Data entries
———

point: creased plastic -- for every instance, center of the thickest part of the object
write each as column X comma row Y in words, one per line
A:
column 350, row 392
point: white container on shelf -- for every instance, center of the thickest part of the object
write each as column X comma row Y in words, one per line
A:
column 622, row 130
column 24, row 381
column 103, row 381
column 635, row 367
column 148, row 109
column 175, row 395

———

→ Task instructions
Only the lines from the one containing "point: white container" through the end of the entries above belong in the answer; repeat them exactly.

→ Task result
point: white container on shelf -- for every instance, center of the thickest part of the object
write each as column X comma row Y in words, one per line
A:
column 622, row 130
column 24, row 381
column 103, row 381
column 635, row 367
column 148, row 109
column 175, row 395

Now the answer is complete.